• INPUT FOR THIS TASK:
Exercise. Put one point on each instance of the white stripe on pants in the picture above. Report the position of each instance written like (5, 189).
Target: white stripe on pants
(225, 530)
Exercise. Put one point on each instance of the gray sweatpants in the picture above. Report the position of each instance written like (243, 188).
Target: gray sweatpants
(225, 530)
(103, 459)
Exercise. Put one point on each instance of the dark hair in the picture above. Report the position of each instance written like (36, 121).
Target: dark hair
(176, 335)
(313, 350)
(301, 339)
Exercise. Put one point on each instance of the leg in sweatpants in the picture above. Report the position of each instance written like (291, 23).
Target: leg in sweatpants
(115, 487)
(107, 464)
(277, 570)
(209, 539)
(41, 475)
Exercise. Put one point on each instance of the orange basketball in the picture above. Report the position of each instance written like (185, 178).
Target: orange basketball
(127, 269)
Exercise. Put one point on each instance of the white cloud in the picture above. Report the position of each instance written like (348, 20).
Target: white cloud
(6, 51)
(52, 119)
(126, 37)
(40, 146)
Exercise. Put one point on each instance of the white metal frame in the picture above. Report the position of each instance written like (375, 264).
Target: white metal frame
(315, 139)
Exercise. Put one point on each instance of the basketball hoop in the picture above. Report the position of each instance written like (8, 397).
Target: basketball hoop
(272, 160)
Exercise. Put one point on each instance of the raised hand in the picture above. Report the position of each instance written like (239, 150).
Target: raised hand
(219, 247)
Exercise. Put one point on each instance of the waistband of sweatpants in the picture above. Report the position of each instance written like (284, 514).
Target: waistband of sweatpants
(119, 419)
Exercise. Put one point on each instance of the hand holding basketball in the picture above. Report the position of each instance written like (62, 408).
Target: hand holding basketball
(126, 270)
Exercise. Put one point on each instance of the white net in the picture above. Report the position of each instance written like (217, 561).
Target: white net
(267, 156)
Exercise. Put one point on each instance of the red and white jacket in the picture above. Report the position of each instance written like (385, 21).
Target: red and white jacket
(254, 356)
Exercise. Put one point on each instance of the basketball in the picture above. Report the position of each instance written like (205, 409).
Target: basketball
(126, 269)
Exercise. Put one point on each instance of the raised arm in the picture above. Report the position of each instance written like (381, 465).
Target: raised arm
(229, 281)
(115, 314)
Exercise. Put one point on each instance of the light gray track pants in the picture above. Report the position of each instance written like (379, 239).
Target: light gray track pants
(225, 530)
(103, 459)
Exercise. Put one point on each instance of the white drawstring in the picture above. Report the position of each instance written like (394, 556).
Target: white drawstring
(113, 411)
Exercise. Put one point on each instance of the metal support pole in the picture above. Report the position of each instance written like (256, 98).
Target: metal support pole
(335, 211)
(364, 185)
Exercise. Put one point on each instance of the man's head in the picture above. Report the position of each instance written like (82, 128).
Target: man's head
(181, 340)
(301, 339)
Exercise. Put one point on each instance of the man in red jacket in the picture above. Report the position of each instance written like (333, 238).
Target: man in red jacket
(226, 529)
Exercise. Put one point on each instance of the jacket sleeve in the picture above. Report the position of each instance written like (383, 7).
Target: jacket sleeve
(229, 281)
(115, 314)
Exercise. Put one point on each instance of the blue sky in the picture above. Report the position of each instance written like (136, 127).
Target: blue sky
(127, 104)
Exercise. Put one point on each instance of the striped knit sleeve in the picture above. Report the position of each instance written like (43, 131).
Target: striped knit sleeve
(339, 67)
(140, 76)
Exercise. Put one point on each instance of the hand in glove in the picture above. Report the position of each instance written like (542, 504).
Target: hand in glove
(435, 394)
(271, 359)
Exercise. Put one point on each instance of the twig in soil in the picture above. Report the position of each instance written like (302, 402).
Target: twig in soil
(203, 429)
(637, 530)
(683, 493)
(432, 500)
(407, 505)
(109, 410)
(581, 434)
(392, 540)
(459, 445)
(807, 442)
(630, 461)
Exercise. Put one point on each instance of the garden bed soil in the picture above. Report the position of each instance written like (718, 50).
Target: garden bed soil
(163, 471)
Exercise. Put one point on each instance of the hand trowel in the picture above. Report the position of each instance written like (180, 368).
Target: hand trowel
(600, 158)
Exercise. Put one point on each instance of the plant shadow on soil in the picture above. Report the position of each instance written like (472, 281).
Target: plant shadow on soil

• AIM OF THE EXERCISE:
In full and without change, transcribe the entries.

• ANSWER:
Exercise. Put one point on each instance of the white stripe on pants in the picture above. Report the position of each instance written like (5, 189).
Target: white stripe on pants
(225, 530)
Exercise. Put one point on each instance of the gray sweatpants in the picture above. Report the position of each instance written like (243, 188).
Target: gray sweatpants
(225, 530)
(103, 459)
Exercise. Put one point on each instance of the dark hair in the picture above. Report the position of each instance written like (36, 121).
Target: dark hair
(176, 335)
(313, 350)
(301, 339)
Exercise. Put one point on each instance of the leg in sweatpants in the picture above. Report the position of each instance written like (291, 23).
Target: leg in sweatpants
(115, 487)
(107, 464)
(277, 570)
(209, 539)
(41, 475)
Exercise. Put one point on each instance of the orange basketball in the picture above. Report the position of each instance written like (185, 178).
Target: orange basketball
(127, 269)
Exercise. Put one point on each instance of the white cloud in the picture above. Report the position of each instance written like (348, 20).
Target: white cloud
(6, 51)
(52, 119)
(126, 37)
(40, 146)
Exercise. Put one point on each instance of the white metal frame in the picture above. Report the position of each instance written like (375, 264).
Target: white metal frame
(315, 139)
Exercise. Put one point on each instance of the basketball hoop in the picture above. Report the position of each instance written like (8, 397).
Target: basketball hoop
(272, 160)
Exercise. Put one point on each instance of the raised hand in the picture above. Report the position of each instance written like (239, 150).
Target: raised hand
(219, 247)
Exercise. Put one point on each instance of the waistband of sweatpants in the picture above. Report the position of each instance written like (284, 514).
Target: waistband of sweatpants
(119, 419)
Exercise. Put one point on each instance of the hand holding basketball in the picture above. Report the position of each instance written like (62, 408).
Target: hand holding basketball
(126, 270)
Exercise. Put one point on each instance of the white net in the picture above. Report the position of each instance written like (217, 561).
Target: white net
(267, 156)
Exercise. Put one point on each instance of the red and white jacket in the picture above. Report the position of each instance written like (385, 21).
Target: red and white jacket
(254, 356)
Exercise. Put one point on each instance of the basketball in the picture above. Report the position of each instance written like (205, 409).
Target: basketball
(126, 269)
Exercise. Put one point on each instance of the raised arm in the picture above. Report the position of each instance written like (381, 465).
Target: raised arm
(229, 281)
(115, 314)
Exercise. Put one point on each instance of the light gray track pants in the picture above. Report the position of each instance written like (379, 239).
Target: light gray track pants
(225, 530)
(103, 459)
Exercise. Put one point on each instance of the white drawstring in the picture above. Report the position of each instance written like (394, 556).
Target: white drawstring
(113, 411)
Exercise. Put one point on each instance of the metal support pole in the picture above. Report the position of each instance written like (256, 98).
Target: metal support pole
(335, 211)
(364, 185)
Exercise. Put one point on each instance of the man's head in the picture above. Report the position of each instance written like (82, 128).
Target: man's head
(181, 340)
(301, 339)
Exercise. Put one point on each instance of the man in red jacket in the picture above. Report the position of each instance written like (333, 238).
Target: man in red jacket
(226, 529)
Exercise. Put one point on each instance of the jacket sleeve in the picture above. Report the position of each instance written like (383, 7).
Target: jacket sleeve
(229, 281)
(115, 314)
Exercise. Put one point on each instance of the blue sky in the picture above. Report the position of each instance written like (136, 127).
Target: blue sky
(127, 104)
Exercise. Put one point on each instance of the striped knit sleeve in the picture above. Report the position of each instance written like (43, 131).
Target: striped knit sleeve
(339, 67)
(140, 76)
Exercise. Put one point on each instance of the hand in glove in the picture above. Report the position of each instance written like (542, 504).
Target: hand in glove
(435, 394)
(271, 359)
Exercise. Put one point on each instance of the twig in soil in the picture above. Report the position of each instance written like (302, 402).
Target: twig in soil
(203, 429)
(637, 530)
(683, 493)
(432, 500)
(407, 505)
(109, 410)
(581, 434)
(392, 540)
(459, 445)
(807, 442)
(630, 461)
Exercise. Put one point on each instance of the garden bed soil in the picture above. Report the position of each instance written like (718, 50).
Target: garden bed soil
(163, 471)
Exercise. Put one point on each instance of the hand trowel in the picture above. Report the position of each instance written like (180, 368).
Target: hand trowel
(600, 158)
Exercise. Put one point on each instance of the plant shadow on soil in the picture above. Report the position of each instance written like (472, 281).
Target: plant shadow on soil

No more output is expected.